### REQUIREMENT
Locate every line in the records below that contains the string "cilantro", matching case exactly, and copy each of those lines in full.

# EXTRACTED ENTRIES start

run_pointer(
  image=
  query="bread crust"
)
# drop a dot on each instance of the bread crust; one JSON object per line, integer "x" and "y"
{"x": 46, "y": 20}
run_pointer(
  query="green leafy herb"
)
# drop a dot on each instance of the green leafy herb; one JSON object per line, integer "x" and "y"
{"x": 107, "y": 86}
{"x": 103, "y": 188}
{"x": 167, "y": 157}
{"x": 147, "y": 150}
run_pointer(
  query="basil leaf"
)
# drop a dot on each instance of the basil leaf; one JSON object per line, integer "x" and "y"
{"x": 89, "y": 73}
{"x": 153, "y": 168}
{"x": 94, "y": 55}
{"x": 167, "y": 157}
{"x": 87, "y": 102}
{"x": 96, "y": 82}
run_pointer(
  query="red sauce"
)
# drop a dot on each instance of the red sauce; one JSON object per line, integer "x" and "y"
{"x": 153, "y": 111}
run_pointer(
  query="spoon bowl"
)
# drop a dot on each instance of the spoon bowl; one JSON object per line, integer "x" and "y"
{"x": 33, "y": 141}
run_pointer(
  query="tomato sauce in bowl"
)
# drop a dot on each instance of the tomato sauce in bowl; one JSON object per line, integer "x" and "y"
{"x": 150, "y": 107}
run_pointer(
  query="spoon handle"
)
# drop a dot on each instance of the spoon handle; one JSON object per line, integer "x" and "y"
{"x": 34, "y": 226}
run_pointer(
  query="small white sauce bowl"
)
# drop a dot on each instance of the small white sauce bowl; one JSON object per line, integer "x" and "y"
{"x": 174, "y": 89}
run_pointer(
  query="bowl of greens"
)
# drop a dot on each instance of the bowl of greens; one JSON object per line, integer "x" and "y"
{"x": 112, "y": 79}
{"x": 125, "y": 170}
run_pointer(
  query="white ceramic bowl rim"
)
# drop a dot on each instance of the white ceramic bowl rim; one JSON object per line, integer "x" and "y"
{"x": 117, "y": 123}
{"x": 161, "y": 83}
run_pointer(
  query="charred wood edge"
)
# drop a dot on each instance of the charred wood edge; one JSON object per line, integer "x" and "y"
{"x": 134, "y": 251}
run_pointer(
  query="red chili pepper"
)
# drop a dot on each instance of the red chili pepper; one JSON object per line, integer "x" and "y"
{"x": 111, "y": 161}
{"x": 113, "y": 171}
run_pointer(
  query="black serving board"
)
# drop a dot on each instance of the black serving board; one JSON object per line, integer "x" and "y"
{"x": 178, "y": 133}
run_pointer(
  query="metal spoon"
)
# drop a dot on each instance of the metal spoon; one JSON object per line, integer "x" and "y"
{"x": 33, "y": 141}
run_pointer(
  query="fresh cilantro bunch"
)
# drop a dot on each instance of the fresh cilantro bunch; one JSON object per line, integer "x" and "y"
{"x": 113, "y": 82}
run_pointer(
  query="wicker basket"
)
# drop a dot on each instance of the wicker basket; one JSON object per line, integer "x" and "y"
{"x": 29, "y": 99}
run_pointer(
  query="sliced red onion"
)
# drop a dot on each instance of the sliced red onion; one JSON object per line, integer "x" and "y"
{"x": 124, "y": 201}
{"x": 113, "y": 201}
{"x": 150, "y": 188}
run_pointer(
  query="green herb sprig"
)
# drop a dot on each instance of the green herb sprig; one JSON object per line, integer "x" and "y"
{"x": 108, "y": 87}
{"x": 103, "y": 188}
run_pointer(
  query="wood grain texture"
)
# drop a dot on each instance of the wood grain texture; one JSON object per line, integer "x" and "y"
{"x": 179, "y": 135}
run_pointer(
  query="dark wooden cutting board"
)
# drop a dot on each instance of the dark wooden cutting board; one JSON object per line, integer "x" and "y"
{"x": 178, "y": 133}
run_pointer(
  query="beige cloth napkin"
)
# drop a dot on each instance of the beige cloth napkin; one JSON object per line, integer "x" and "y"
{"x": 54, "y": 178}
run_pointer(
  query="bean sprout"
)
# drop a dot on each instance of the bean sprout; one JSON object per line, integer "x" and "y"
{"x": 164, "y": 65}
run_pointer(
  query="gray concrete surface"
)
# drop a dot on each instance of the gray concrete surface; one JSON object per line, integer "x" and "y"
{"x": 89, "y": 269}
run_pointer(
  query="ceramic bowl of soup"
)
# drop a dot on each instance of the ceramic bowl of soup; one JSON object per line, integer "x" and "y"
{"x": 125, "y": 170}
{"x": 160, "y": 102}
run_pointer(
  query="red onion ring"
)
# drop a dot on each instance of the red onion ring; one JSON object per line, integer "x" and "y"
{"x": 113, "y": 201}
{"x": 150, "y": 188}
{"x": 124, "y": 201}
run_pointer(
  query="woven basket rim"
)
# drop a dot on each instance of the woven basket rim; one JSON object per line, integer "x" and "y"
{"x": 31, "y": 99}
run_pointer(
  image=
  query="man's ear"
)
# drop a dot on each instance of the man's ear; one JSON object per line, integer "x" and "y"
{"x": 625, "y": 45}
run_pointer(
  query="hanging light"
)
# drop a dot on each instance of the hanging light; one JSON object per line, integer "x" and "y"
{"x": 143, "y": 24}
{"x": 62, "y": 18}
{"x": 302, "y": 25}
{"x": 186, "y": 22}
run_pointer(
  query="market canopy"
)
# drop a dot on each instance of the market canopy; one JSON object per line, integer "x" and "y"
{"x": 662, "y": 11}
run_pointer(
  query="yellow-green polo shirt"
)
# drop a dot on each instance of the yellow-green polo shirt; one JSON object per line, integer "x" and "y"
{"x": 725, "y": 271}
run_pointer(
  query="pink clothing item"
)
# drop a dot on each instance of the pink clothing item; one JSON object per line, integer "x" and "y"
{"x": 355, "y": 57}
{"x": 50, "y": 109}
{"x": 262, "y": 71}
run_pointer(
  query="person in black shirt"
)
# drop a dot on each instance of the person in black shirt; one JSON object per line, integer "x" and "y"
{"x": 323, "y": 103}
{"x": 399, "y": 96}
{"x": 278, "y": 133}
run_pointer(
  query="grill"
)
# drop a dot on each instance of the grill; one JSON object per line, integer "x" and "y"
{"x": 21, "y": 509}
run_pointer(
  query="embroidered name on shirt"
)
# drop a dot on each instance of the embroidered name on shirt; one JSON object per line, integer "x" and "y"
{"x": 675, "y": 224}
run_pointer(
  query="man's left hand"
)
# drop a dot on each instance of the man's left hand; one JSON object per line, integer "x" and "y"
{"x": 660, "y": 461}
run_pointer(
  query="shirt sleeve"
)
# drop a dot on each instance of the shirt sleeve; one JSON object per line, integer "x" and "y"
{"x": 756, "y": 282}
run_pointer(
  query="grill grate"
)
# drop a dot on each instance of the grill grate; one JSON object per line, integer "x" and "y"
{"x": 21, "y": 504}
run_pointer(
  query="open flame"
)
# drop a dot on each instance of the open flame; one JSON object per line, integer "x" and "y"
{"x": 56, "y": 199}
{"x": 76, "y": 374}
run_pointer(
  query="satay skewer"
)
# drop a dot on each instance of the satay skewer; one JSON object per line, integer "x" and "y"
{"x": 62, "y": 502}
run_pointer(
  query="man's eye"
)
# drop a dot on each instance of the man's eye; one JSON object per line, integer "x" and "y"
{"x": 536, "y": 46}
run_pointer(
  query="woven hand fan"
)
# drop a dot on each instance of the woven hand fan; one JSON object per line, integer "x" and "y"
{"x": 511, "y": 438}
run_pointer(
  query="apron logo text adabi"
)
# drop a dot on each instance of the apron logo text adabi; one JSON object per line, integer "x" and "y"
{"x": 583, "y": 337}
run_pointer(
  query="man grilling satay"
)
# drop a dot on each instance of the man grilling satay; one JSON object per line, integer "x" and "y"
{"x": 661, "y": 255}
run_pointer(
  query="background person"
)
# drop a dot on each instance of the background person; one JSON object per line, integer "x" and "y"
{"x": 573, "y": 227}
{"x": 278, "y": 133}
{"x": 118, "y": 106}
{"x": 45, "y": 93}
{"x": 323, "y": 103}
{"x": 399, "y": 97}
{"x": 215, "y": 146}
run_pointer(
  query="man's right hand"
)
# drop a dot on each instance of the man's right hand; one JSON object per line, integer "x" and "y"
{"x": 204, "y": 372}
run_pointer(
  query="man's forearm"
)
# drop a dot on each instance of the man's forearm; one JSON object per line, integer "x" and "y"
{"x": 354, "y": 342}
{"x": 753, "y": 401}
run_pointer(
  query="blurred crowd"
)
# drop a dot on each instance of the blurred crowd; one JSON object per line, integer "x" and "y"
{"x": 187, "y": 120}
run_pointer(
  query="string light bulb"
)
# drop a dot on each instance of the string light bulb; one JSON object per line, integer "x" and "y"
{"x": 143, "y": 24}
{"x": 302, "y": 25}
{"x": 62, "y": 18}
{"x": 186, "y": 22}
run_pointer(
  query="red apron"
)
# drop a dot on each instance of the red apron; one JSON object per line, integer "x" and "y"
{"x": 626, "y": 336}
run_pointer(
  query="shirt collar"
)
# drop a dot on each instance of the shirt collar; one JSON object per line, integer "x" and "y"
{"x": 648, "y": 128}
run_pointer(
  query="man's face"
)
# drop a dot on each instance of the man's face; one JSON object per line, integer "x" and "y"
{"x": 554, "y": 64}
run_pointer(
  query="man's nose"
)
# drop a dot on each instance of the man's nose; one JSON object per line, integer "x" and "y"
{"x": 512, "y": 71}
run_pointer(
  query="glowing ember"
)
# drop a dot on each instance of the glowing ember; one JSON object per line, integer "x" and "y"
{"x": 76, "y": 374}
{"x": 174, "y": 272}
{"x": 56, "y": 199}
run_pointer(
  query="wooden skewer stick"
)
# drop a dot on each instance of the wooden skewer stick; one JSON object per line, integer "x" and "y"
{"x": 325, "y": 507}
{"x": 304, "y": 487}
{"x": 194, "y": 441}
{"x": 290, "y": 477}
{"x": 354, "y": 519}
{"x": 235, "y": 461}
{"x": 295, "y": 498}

# EXTRACTED ENTRIES end

### OUTPUT OF THE TASK
  query="fresh cilantro bunch"
# drop a dot on each instance of the fresh cilantro bunch; one JSON object per line, integer "x" and "y"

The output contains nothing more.